What is the difference?  An actively managed mutual fund will try to pick the best 100-200 stocks listed in an Index. A passive fund, or index fund, would just own all 500 stocks that are listed in the Index. 

 

Each and every year, academic studies are done comparing the returns of actively managed funds to the returns of passive funds. Each year, studies show that actively managed funds rarely have returns higher than their passive counterparts. 

 

As a matter of fact, when you look at large cap funds, 70-80% of the time, you will have a higher return by owning an index fund than by trying to find an actively managed fund that can beat the index. 

 

Summary of the Evidence

 

Between 1998 and 2008, only 23% of UK fund managers beat the market.  (Morningstar).  There is also a study by Barksdale & Green that shows that of the funds that have been in the top 20% of funds over a five year period, there is only a 44% chance they will be in the top 50% of funds for the next five years.  Additionally, those funds that are in the bottom 20% of funds in the first 5 years, have a much greater chance of remaining in the bottom 50% of funds over the next 5 years.  

 

Those that do beat the market, do so by random and they will not do this consistently.  

 

In the first major study of Fixed Interest/Government Gilt funds performance, Blake, Elton and Gruber in 1993 examined 361 bond funds for the period starting in 1977. They compare the various active funds to simple index strategy alternatives. They found that the active funds, on average, underperform the index strategies by 0.85% a year. Depending on the benchmark, between 65% and 80% of the active funds have inferior returns.

 

In a study of equity mutual funds, Elton, Gruber, Hlavka and Das examine all funds that existed for the period of 1965-1984, 143 funds in all. These funds are compared to the set of index funds - big stocks, small stocks and fixed income - that most closely correspond to the actual investment choices made by the mutual funds.  The result was that on average these funds underperform the index funds by a massive 1.59% per annum.  Not one fund generated positive performance that was statistically significant. In the most recent and comprehensive study done to date, a dissertation at the University of Chicago, Mark Carhart studies a total of 1,892 funds that existed any time between 1961 and 1993. After adjusting for the common factors in returns, an equal-weighted portfolio of the funds underperformed by 1.8% per year.

* **STATED PROBLEM**: Please list every person the passage on active and passive funds names as carrying out a study, giving each only once.

* **INFORMATION PROVIDED**:

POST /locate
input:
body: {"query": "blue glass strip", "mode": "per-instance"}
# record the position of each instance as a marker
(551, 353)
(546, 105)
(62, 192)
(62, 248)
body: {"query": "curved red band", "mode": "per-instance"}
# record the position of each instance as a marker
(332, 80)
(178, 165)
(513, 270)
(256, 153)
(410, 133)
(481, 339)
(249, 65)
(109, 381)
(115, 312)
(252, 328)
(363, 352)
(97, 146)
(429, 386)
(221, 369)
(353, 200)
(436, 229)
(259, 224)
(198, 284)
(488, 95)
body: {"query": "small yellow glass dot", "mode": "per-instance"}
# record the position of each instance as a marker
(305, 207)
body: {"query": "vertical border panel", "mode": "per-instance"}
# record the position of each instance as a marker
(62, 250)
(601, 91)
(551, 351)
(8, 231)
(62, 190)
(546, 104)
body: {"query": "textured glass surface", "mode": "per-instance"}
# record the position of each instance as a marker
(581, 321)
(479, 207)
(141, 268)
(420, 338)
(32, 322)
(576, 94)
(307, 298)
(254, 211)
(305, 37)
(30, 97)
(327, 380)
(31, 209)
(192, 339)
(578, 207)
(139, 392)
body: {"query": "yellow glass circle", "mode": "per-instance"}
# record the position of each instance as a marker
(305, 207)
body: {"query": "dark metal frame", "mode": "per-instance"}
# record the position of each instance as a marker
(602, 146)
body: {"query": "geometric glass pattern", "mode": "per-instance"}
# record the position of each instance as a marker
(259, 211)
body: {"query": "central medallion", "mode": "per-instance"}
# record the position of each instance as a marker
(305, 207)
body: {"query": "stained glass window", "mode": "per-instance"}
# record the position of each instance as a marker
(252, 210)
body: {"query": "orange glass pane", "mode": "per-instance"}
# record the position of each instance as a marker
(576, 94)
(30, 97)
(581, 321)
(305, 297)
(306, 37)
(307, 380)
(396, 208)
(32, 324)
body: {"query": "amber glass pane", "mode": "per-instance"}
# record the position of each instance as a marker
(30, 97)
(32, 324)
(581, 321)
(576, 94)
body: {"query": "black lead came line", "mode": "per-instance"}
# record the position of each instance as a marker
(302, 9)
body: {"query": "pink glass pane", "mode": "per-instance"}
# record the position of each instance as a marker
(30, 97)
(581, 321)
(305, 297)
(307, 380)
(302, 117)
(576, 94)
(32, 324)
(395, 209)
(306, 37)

* **OUTPUT FOR THIS TASK**: Barksdale, Green, Blake, Elton, Gruber, Hlavka, Das, Mark Carhart